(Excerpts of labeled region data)
---------------
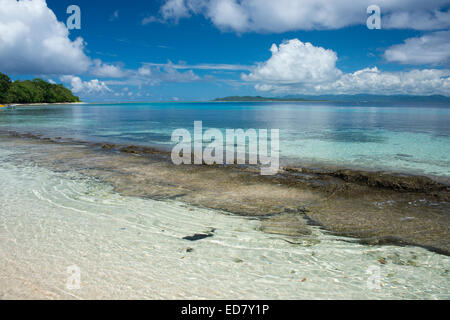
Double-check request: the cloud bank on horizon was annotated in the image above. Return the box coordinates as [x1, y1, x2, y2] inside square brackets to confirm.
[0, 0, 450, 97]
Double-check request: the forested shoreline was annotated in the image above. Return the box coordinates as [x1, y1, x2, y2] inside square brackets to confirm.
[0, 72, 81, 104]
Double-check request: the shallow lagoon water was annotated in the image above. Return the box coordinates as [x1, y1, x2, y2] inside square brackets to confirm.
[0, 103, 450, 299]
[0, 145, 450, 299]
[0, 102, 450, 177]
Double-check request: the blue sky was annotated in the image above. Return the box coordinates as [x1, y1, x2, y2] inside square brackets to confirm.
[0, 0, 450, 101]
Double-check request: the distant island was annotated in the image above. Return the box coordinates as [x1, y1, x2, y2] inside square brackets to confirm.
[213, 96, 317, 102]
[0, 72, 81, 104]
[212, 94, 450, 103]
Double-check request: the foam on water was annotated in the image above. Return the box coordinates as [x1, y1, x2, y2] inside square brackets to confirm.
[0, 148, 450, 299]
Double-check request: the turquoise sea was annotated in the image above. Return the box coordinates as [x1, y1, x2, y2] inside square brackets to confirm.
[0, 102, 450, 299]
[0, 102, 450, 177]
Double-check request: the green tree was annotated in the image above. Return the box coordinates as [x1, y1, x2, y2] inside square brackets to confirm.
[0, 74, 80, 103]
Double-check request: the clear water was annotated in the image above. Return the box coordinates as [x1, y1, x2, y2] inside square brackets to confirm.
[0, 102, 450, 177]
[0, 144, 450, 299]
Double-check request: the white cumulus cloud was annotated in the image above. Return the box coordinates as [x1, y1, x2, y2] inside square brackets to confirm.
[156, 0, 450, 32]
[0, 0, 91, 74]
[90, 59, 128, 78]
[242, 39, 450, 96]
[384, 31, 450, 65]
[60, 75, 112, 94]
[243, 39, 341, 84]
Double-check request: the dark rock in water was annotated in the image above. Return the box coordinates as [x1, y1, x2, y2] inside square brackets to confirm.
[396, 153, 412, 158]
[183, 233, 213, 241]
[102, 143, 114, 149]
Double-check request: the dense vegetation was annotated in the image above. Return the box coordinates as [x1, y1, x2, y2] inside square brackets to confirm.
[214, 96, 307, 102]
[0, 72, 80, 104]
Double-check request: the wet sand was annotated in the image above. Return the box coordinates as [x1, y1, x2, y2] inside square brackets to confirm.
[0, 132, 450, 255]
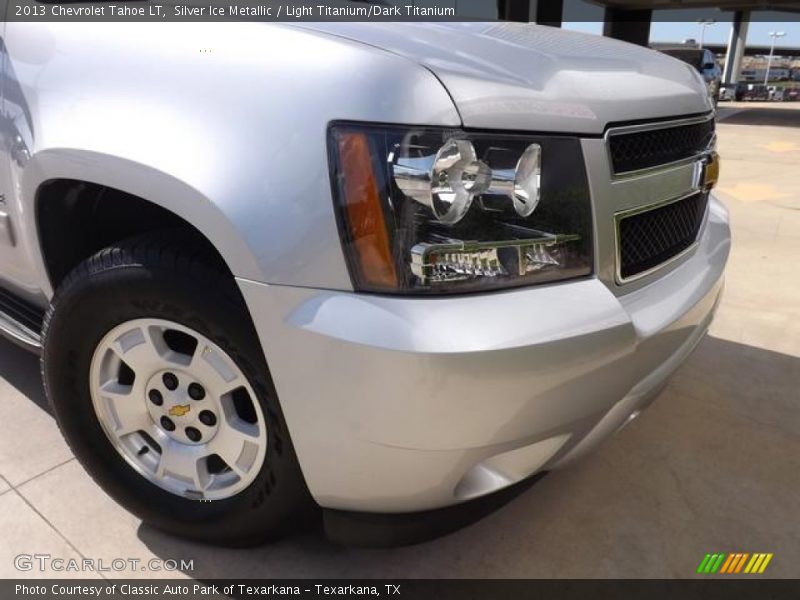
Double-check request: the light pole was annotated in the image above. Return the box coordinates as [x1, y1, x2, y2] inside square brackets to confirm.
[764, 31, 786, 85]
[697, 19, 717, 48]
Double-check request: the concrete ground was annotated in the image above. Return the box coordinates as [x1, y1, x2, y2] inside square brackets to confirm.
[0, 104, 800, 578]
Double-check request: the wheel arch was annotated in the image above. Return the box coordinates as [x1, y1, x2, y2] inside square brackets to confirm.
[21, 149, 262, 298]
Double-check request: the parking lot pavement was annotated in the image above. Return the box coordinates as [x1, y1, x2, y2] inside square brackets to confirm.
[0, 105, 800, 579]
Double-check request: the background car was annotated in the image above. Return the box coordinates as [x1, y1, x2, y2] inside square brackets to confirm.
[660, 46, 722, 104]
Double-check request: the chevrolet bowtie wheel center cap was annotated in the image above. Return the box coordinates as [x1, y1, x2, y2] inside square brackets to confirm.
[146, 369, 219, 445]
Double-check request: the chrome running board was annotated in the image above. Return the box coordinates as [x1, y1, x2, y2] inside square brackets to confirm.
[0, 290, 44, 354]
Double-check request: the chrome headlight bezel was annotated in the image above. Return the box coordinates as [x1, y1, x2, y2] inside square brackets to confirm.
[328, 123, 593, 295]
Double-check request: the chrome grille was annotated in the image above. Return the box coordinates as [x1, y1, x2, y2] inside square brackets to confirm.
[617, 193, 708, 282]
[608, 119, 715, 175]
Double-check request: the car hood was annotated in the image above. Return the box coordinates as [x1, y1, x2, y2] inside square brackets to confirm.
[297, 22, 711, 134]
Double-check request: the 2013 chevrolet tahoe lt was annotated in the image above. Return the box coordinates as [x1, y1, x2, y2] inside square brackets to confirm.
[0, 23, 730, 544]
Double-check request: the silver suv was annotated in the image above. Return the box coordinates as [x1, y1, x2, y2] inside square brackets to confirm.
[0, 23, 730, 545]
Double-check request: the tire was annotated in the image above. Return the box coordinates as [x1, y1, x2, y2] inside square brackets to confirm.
---------------
• _REQUIREMENT_: Pull out each line of the rows above that contains the string "wheel", copying the lines in order.

• _OUTPUT FOR THIS TASK_:
Double-check request: the wheel arch was annotated in the image above. Return the box coordinates as [x1, y1, x2, y2] inside square brackets to confirm.
Double-check request: the chevrolet bowtie wheel center cap was annotated in the image above. Return the box coordinates as [x1, y1, x2, y2] inside square brackets to confirm.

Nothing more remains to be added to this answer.